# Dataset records
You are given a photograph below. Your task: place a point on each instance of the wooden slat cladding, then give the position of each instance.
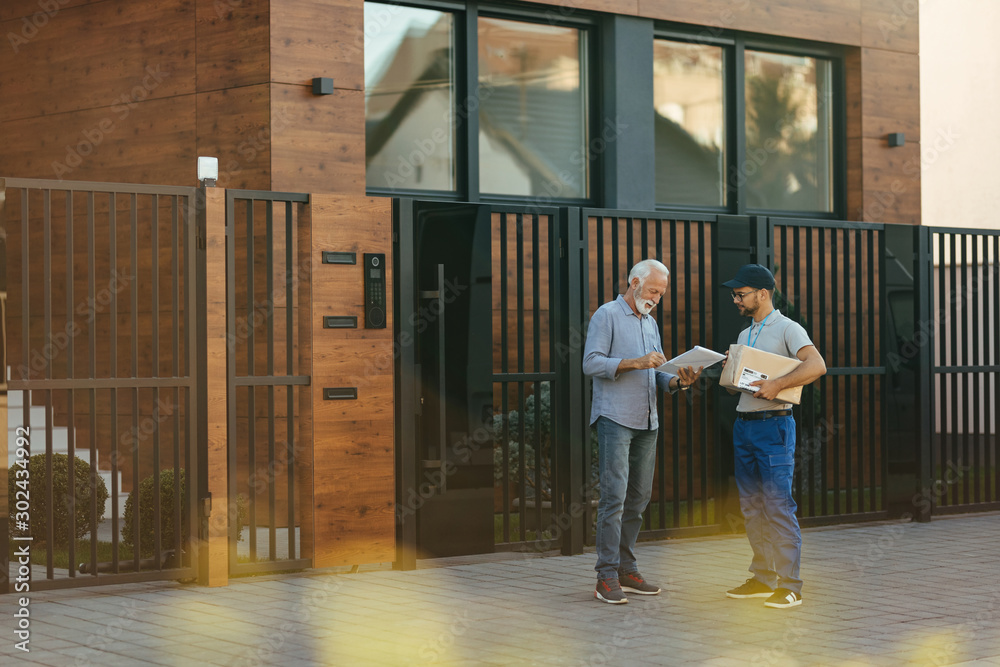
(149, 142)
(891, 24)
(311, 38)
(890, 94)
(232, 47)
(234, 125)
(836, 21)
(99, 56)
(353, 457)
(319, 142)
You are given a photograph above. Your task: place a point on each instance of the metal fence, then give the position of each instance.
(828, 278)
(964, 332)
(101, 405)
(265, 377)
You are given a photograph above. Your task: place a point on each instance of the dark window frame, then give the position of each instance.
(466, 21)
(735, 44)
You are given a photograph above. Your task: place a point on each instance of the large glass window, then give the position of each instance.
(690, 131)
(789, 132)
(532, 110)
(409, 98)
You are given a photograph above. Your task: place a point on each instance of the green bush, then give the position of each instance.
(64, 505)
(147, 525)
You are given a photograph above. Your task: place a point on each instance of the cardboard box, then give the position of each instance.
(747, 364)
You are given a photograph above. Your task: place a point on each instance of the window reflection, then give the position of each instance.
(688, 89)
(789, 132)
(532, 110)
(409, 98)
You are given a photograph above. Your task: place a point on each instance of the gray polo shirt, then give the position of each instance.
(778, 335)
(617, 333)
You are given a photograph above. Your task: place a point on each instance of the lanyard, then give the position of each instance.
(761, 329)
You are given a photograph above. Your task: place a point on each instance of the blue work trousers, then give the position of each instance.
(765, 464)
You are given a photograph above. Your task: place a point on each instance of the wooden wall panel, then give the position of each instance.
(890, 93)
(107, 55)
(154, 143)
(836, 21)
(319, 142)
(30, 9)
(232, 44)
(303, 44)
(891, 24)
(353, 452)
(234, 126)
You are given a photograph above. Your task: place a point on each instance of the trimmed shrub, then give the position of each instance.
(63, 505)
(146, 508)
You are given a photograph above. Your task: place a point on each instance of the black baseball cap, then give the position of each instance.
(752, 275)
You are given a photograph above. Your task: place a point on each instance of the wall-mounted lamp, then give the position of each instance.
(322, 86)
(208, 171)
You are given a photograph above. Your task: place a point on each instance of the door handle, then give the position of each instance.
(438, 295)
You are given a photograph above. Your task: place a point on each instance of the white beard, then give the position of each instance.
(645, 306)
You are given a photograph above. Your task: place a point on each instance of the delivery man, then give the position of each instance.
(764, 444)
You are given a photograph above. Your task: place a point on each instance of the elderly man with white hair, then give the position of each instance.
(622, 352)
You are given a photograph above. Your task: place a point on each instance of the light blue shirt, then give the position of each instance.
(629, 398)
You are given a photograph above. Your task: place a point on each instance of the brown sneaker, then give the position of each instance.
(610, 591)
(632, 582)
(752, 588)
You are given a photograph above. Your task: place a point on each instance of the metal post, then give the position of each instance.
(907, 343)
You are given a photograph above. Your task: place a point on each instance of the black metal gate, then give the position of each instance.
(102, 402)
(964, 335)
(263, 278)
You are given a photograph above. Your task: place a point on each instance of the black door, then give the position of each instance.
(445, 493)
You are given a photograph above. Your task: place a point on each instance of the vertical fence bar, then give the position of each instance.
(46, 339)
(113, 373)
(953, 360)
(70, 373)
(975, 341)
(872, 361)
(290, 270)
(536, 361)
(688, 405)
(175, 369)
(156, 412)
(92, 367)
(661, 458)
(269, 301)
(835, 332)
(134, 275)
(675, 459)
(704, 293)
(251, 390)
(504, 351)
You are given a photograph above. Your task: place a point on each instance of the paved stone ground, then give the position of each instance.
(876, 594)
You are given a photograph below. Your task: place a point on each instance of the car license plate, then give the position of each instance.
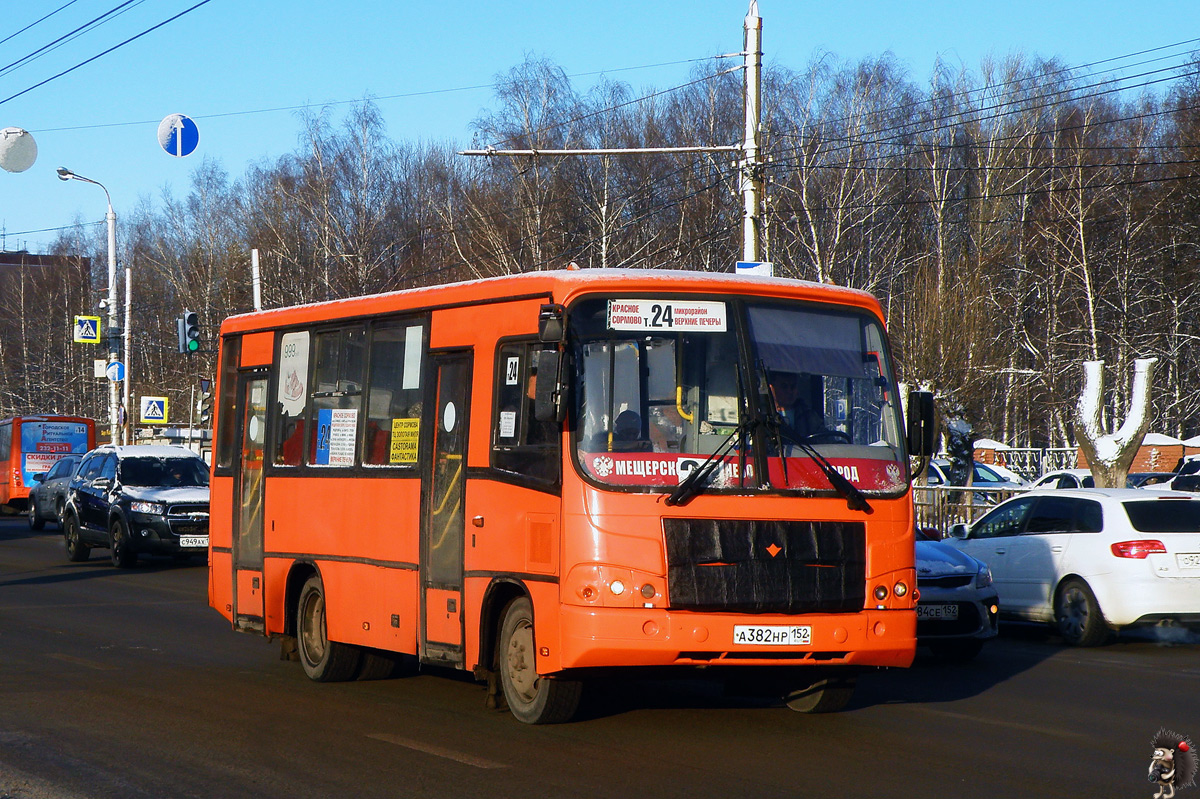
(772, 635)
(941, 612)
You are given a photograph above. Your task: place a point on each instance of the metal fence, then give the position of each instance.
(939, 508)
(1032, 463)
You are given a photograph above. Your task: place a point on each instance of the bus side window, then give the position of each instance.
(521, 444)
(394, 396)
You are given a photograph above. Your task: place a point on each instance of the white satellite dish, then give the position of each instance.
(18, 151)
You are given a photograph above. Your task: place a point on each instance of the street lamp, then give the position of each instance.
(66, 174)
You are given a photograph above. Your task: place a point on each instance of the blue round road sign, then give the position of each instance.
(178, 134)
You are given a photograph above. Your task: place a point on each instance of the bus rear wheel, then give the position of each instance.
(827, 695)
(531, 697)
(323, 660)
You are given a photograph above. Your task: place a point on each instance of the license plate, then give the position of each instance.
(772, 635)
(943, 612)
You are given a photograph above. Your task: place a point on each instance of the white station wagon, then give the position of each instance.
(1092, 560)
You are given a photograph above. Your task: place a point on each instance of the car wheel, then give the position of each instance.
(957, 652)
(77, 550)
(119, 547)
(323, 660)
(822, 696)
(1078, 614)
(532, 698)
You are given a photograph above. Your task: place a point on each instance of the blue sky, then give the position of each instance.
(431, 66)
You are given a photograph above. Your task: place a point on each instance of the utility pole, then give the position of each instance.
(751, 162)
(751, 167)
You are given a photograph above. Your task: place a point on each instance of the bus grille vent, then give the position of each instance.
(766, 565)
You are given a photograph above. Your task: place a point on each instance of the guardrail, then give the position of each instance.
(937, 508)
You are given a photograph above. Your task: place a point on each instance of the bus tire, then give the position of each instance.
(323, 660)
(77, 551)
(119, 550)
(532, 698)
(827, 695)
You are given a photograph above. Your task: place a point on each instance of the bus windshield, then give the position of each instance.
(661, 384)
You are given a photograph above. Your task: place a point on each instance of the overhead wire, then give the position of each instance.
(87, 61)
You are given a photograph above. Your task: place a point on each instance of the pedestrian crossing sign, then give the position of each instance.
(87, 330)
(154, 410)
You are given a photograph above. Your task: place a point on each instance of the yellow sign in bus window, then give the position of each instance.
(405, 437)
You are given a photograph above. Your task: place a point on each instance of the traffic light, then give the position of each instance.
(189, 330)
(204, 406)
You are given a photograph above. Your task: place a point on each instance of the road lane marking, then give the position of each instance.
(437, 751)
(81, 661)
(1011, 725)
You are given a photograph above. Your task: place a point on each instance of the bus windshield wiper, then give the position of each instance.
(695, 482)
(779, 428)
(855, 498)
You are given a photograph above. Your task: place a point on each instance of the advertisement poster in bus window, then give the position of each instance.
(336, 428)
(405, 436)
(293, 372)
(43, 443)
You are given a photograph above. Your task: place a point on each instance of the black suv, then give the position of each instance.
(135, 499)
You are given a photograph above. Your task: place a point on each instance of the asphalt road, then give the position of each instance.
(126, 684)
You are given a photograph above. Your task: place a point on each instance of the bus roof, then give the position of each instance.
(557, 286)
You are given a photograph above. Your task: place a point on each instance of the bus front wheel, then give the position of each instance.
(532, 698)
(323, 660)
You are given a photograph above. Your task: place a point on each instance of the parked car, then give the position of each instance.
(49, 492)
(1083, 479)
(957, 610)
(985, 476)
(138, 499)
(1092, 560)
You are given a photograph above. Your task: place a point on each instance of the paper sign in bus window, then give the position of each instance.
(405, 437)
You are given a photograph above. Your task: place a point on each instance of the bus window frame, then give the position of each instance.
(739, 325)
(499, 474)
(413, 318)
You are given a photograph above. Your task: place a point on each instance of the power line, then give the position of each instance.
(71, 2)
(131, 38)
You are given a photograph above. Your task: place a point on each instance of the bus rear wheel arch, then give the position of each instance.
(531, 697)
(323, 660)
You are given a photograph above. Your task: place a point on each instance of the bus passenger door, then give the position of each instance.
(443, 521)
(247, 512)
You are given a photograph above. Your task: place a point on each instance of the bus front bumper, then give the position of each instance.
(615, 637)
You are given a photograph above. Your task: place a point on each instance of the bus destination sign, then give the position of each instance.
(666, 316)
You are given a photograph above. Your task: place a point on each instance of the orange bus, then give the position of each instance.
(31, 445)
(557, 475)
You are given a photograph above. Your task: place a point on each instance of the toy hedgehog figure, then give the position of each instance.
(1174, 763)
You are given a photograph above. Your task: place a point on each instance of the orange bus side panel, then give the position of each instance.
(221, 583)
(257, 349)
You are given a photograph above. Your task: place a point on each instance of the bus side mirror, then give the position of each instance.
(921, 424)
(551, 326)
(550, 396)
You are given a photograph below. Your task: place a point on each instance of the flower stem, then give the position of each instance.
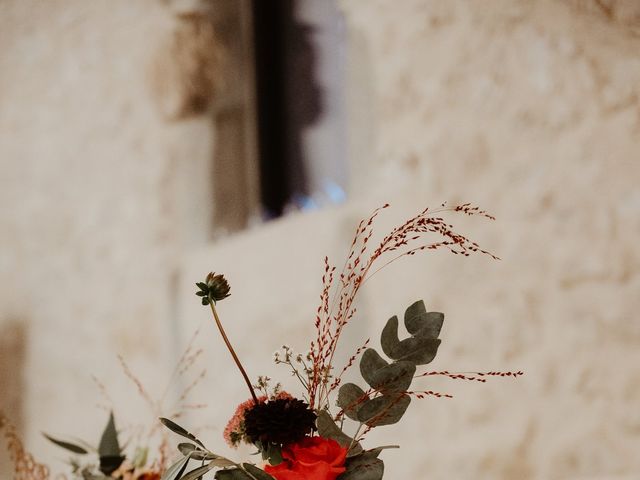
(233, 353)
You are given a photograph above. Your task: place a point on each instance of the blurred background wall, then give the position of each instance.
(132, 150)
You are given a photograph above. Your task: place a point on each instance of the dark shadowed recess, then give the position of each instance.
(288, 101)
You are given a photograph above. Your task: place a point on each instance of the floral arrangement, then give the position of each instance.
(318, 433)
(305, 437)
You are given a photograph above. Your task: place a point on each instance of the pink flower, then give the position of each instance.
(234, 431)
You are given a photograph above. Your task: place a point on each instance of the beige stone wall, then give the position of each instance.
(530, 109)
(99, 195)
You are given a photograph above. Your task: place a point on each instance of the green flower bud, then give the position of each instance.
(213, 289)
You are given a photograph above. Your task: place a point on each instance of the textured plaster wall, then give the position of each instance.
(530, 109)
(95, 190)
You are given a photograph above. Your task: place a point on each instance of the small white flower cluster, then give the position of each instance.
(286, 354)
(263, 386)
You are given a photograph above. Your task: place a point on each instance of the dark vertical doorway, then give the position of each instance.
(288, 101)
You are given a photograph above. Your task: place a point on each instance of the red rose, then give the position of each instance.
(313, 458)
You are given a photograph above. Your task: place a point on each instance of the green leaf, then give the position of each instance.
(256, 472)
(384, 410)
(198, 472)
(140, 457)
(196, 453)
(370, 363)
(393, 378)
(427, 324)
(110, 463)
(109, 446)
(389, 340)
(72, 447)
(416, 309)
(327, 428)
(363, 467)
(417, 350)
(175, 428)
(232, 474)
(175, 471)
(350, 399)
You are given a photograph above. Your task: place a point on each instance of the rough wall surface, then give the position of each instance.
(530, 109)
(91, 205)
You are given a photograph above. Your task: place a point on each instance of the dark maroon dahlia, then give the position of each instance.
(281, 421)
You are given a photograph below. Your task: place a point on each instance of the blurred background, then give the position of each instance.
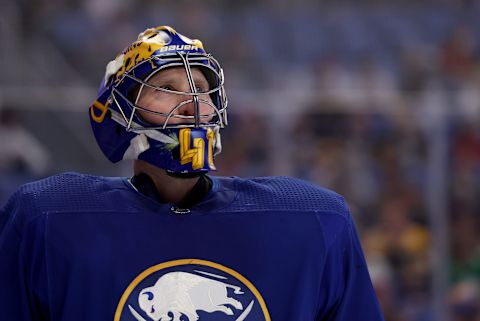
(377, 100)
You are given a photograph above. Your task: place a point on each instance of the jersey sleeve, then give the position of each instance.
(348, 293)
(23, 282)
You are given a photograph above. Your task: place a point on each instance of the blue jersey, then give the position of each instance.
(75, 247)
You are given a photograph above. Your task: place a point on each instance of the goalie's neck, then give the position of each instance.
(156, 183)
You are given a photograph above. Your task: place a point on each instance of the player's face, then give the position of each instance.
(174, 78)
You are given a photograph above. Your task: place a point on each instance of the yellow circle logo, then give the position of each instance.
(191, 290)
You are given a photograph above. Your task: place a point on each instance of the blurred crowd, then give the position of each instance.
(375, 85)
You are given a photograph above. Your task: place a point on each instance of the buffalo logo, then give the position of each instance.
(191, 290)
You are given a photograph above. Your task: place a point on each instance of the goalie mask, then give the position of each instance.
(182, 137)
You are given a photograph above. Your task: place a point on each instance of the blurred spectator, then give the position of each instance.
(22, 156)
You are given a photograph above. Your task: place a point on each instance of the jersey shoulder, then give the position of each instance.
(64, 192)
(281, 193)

# Exercise details
Could you set down exactly the lines from the one containing "shoulder, then give the position of each instance." through the last line of the records above, both included?

# Exercise output
You are given a photograph above. Your task: place a point on each instance of the jersey shoulder, then give the position of each instance.
(64, 192)
(281, 193)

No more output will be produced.